* _Items_:
########

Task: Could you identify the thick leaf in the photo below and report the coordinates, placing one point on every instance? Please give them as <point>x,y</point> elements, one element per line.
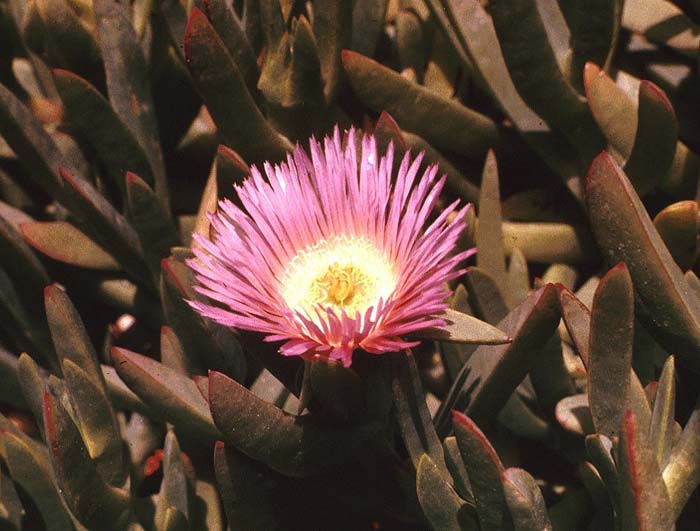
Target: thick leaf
<point>625,233</point>
<point>485,297</point>
<point>232,34</point>
<point>599,450</point>
<point>69,42</point>
<point>151,222</point>
<point>223,89</point>
<point>338,389</point>
<point>444,123</point>
<point>367,18</point>
<point>536,75</point>
<point>682,474</point>
<point>129,86</point>
<point>489,235</point>
<point>332,29</point>
<point>493,372</point>
<point>97,422</point>
<point>92,501</point>
<point>458,471</point>
<point>549,242</point>
<point>64,242</point>
<point>662,419</point>
<point>645,500</point>
<point>679,226</point>
<point>655,141</point>
<point>574,415</point>
<point>440,503</point>
<point>92,117</point>
<point>102,223</point>
<point>610,357</point>
<point>464,328</point>
<point>525,502</point>
<point>217,346</point>
<point>595,34</point>
<point>175,491</point>
<point>30,468</point>
<point>11,510</point>
<point>485,469</point>
<point>412,413</point>
<point>244,486</point>
<point>663,22</point>
<point>173,397</point>
<point>294,446</point>
<point>616,114</point>
<point>33,146</point>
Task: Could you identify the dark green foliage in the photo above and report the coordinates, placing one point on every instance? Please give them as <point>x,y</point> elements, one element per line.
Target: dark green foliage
<point>561,394</point>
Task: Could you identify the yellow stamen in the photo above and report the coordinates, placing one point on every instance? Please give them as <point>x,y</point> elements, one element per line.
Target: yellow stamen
<point>342,273</point>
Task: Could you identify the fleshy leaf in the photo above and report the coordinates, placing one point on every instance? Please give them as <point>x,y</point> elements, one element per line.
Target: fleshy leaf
<point>625,232</point>
<point>610,358</point>
<point>525,502</point>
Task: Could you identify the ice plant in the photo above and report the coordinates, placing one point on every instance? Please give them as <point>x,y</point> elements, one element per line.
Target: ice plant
<point>332,252</point>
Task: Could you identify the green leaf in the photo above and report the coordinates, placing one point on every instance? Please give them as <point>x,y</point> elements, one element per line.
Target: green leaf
<point>625,233</point>
<point>30,468</point>
<point>99,220</point>
<point>97,423</point>
<point>440,503</point>
<point>219,81</point>
<point>367,19</point>
<point>332,29</point>
<point>682,474</point>
<point>610,358</point>
<point>33,146</point>
<point>594,34</point>
<point>533,68</point>
<point>655,141</point>
<point>170,395</point>
<point>493,372</point>
<point>663,22</point>
<point>339,390</point>
<point>662,418</point>
<point>525,502</point>
<point>129,86</point>
<point>91,116</point>
<point>176,492</point>
<point>485,297</point>
<point>232,34</point>
<point>292,445</point>
<point>484,469</point>
<point>518,279</point>
<point>11,510</point>
<point>444,123</point>
<point>455,464</point>
<point>69,42</point>
<point>217,346</point>
<point>464,328</point>
<point>104,507</point>
<point>574,415</point>
<point>489,235</point>
<point>412,413</point>
<point>645,500</point>
<point>616,115</point>
<point>678,226</point>
<point>549,242</point>
<point>153,224</point>
<point>64,242</point>
<point>244,489</point>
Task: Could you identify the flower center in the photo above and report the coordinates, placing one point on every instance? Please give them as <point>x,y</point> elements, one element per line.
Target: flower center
<point>341,273</point>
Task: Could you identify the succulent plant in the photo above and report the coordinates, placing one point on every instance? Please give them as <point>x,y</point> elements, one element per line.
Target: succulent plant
<point>559,389</point>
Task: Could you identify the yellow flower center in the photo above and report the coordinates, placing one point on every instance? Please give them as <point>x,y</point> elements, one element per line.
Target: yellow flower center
<point>342,273</point>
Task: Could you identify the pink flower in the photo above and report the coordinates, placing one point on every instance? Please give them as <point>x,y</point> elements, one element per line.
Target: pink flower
<point>331,253</point>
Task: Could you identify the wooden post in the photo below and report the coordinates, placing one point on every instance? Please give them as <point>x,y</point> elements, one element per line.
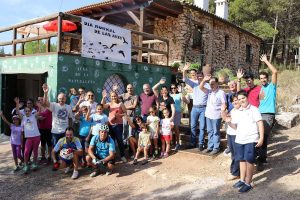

########

* _Goal_:
Copy all of the lines above word for word, leaving out the pictures.

* _Correct output_:
Task: Could you identify the thick leaf in the photo below and report the coordinates, placing one point on every instance? Please give them as <point>x,y</point> elements, one element per line.
Target: thick leaf
<point>625,233</point>
<point>485,297</point>
<point>232,34</point>
<point>599,450</point>
<point>69,42</point>
<point>151,222</point>
<point>223,89</point>
<point>338,389</point>
<point>444,123</point>
<point>367,18</point>
<point>536,75</point>
<point>682,474</point>
<point>129,86</point>
<point>489,235</point>
<point>332,29</point>
<point>493,372</point>
<point>97,422</point>
<point>92,501</point>
<point>458,471</point>
<point>549,242</point>
<point>64,242</point>
<point>662,419</point>
<point>645,500</point>
<point>679,226</point>
<point>655,141</point>
<point>574,415</point>
<point>440,503</point>
<point>92,117</point>
<point>102,223</point>
<point>610,357</point>
<point>464,328</point>
<point>525,502</point>
<point>217,346</point>
<point>595,34</point>
<point>175,491</point>
<point>30,468</point>
<point>11,510</point>
<point>485,469</point>
<point>412,413</point>
<point>244,486</point>
<point>663,22</point>
<point>173,397</point>
<point>294,446</point>
<point>616,114</point>
<point>33,146</point>
Task: Could you identify the dark green foliage in the photo above and report the coordinates, placing one point on every instance? Please give them as <point>x,y</point> elements, one element per line.
Target: dark green foliage
<point>561,394</point>
Task: Could you identify the yellow stamen in the photo above and report the coordinates, placing one point on every instance? Please give them as <point>x,y</point> elements, one element per line.
Target: yellow stamen
<point>342,273</point>
Task: Could you identify the fleshy leaf in the photo above and report the coordinates, placing one point on every instance? Please give them as <point>x,y</point> elements, one element per line.
Target: fleshy leaf
<point>625,232</point>
<point>610,358</point>
<point>525,502</point>
Task: Could you identify the ice plant in the photo above and report the coordinates, placing one point on every instance? Please give them as <point>x,y</point> elements, one element per line.
Target: ice plant
<point>332,252</point>
Task: Could you identify the green leaf in the photo above and report the coordinates, placing one point on every instance? Please give them as <point>x,y</point> elements, one element per line.
Target: green leaf
<point>625,233</point>
<point>30,468</point>
<point>99,220</point>
<point>97,423</point>
<point>440,503</point>
<point>219,81</point>
<point>367,19</point>
<point>332,29</point>
<point>682,474</point>
<point>610,358</point>
<point>33,146</point>
<point>594,34</point>
<point>533,68</point>
<point>655,141</point>
<point>170,395</point>
<point>493,372</point>
<point>663,22</point>
<point>339,390</point>
<point>662,418</point>
<point>525,502</point>
<point>129,86</point>
<point>91,116</point>
<point>176,492</point>
<point>485,297</point>
<point>232,34</point>
<point>292,445</point>
<point>484,469</point>
<point>518,279</point>
<point>11,510</point>
<point>444,123</point>
<point>455,464</point>
<point>69,42</point>
<point>217,346</point>
<point>464,328</point>
<point>104,507</point>
<point>574,415</point>
<point>489,235</point>
<point>412,413</point>
<point>645,500</point>
<point>616,115</point>
<point>678,226</point>
<point>549,242</point>
<point>153,224</point>
<point>64,242</point>
<point>244,489</point>
Task: Could you identify the flower center in the photo above and report the coordinates, placing one point on every instance? Please give them as <point>x,y</point> elements, one element per line.
Target: flower center
<point>341,273</point>
Task: Could you identify the succulent plant in the photo above and report the coordinates, placing one point on every instance? Please give them as <point>x,y</point> elements, one element per line.
Target: succulent plant
<point>559,389</point>
Task: Could you identify the yellow flower center in the photo above and report the coordinates, placing one point on every instance? Please give them as <point>x,y</point> elements, one element per line.
Target: yellow flower center
<point>342,273</point>
Task: Could you identify the pink flower in the photo above and report the coordinates, placing one point on every instance? Please give them as <point>x,y</point> elements, one element per line.
Target: pink flower
<point>331,253</point>
Task: Could you identify the wooden post in the photo below and report the coordinates, placing one point on every instance? Please give them as <point>x,y</point> elements, one element per line.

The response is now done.